**PROMPT A:** In the cocktail blog excerpt, what drink does the writer order at the Sylvia for old time's sake?
**PROMPT B:** Write out word for word the part of the cocktail blog excerpt that opens with the words containing "It's August Long" and closes with "final exams, etc.".

It’s a complex cocktail, I’ve sipped my way into enjoying it and I’ve enjoyed sipping it. Honestly, there's something magical about this drink. 

There's a duo  playing “Overjoyed” by Stevie Wonder. The rest of their repertoire has been predictable but pleasant. "Girl from Ipanema" was nice, but what about "Corcovado"? I have a momentary fantasy that they might play "The Lure of the Rockpools" by the Marine Girls. Overdue to be added to lounge act setlists. 

The Sylvia is a great cocktail room. It’s actually quite spacious, but still intimate because it's comprised of smaller sections. I’m at the bar, at the far east end because there is a priceless view out the windows of English Bay. Otherwise, your back is to the beauty.

The Sylvia is a perfect spot for solitaires: people drinking wine, reading, scribbling things in notebooks.  I wasn’t alone, though – I was joined by a little fruit fly who stayed out of harm’s way. And later, by a guy who set up right next to me with his own laptop despite all the empty seats spreading to the horizon. Is this hotdesking?

As the sun sets and the tourists and sophisticated locals set off, I decide to order a Brandy Alexander for old time's sake. To be honest, I always order one when I'm at the Sylvia. I figure it's a bold choice for the middle of August, but I've never been one to worry about seasonal sumptuary laws:


I get the feeling that ordering a Brandy Alexander at the Sylvia in 1954 might have caused some looks askance. Would I have been perceived as a softie, one of the smart set, an egghead? Perhaps I would have caused a menagerie of Mad Men to join me in sipping this snowstorm in a glass. Perhaps we would have started singing the Devil's Music, "Sh-Boom" by the Crew Cuts. 

Ghostly cocktail glasses clink. It's summer at the Sylvia.




Monday, 5 August 2024

Where Seagulls Dare

 Cocktail Correspondent: Weldon Gardner Hunter


It's August Long Weekend and I'm in Nanaimo, staying at the Dorchester. I'm here for the pleasure of getting out of town and finding a salubrious spot to work on my end-of-summer-semester dossier: marking final projects, creating final exams, etc.

I'm also here for cocktails. I settled on Melange (223 Commercial St, Nanaimo), mainly because it's the closest place to the hotel. Also, there's not a lot of cocktail spots in the small, long city, and the internet told me this was the place to go. The patio was hopping all day as I passed by doing my tourist rounds*, but I waited until 8pm to saunter in.

**ITEMS:**
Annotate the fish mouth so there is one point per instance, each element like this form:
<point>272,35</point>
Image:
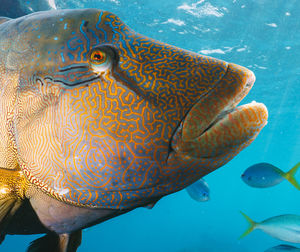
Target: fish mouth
<point>215,125</point>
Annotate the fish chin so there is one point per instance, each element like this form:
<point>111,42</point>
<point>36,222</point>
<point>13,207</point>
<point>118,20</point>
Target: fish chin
<point>216,126</point>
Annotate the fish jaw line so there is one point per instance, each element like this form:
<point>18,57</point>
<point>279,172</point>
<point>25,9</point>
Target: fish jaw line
<point>215,126</point>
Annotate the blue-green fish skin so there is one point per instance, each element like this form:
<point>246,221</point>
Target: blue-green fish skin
<point>199,191</point>
<point>283,247</point>
<point>283,227</point>
<point>263,175</point>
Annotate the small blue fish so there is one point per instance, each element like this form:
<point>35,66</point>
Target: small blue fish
<point>199,190</point>
<point>283,227</point>
<point>264,175</point>
<point>283,247</point>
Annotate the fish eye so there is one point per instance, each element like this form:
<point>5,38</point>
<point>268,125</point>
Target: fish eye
<point>102,58</point>
<point>98,57</point>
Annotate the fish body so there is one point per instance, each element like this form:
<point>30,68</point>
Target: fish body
<point>283,247</point>
<point>283,227</point>
<point>199,191</point>
<point>97,120</point>
<point>263,175</point>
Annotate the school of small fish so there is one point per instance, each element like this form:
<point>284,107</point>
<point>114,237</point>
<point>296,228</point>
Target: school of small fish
<point>284,227</point>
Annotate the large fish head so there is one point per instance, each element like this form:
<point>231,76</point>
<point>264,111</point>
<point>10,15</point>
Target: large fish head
<point>108,118</point>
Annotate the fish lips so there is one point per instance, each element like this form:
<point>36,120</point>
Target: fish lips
<point>215,126</point>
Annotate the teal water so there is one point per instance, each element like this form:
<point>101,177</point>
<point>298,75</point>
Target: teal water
<point>261,35</point>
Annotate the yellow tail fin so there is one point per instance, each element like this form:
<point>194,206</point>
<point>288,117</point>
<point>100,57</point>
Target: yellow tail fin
<point>251,227</point>
<point>290,176</point>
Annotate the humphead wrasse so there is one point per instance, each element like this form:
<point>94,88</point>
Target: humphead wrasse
<point>97,120</point>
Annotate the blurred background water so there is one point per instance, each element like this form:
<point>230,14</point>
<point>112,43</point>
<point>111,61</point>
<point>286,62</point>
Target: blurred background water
<point>261,35</point>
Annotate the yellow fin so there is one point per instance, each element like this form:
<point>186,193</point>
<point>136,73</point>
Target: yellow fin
<point>290,176</point>
<point>251,227</point>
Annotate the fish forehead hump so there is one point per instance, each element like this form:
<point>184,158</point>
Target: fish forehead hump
<point>99,139</point>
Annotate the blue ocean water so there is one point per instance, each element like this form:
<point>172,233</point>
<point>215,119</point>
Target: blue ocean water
<point>261,35</point>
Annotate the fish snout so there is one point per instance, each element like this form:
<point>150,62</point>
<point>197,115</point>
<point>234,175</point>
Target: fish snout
<point>215,126</point>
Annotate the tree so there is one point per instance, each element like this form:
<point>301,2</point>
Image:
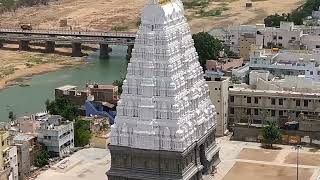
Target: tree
<point>119,83</point>
<point>236,80</point>
<point>12,116</point>
<point>62,107</point>
<point>274,20</point>
<point>207,47</point>
<point>271,133</point>
<point>42,158</point>
<point>82,132</point>
<point>231,54</point>
<point>138,23</point>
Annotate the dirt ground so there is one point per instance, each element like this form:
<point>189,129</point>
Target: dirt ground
<point>105,14</point>
<point>304,159</point>
<point>245,171</point>
<point>108,14</point>
<point>15,65</point>
<point>86,164</point>
<point>258,154</point>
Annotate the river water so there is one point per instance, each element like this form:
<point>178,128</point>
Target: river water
<point>31,99</point>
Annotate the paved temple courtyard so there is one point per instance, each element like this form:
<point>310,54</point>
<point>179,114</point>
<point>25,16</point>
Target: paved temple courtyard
<point>239,161</point>
<point>243,161</point>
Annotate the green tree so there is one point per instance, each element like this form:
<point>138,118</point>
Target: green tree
<point>42,158</point>
<point>12,116</point>
<point>138,23</point>
<point>236,80</point>
<point>274,20</point>
<point>62,107</point>
<point>119,83</point>
<point>231,54</point>
<point>82,132</point>
<point>207,47</point>
<point>271,133</point>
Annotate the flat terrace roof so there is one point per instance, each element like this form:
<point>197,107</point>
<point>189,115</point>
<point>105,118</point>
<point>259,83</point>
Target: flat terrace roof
<point>66,87</point>
<point>279,93</point>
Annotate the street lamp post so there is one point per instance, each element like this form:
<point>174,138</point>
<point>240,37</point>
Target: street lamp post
<point>298,147</point>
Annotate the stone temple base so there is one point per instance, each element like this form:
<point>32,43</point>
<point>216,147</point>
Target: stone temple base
<point>140,164</point>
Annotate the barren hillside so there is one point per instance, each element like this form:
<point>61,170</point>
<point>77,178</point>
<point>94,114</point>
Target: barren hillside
<point>105,14</point>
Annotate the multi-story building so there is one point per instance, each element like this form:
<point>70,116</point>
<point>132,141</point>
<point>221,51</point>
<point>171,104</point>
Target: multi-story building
<point>221,67</point>
<point>8,158</point>
<point>104,93</point>
<point>57,135</point>
<point>246,42</point>
<point>72,94</point>
<point>287,62</point>
<point>219,96</point>
<point>13,162</point>
<point>236,33</point>
<point>281,100</point>
<point>165,123</point>
<point>27,148</point>
<point>97,92</point>
<point>286,36</point>
<point>27,124</point>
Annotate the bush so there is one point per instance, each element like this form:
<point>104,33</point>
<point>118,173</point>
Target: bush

**EXERCISE ANSWER A:** A Brandy Alexander.

**EXERCISE ANSWER B:**
It's August Long Weekend and I'm in Nanaimo, staying at the Dorchester. I'm here for the pleasure of getting out of town and finding a salubrious spot to work on my end-of-summer-semester dossier: marking final projects, creating final exams, etc.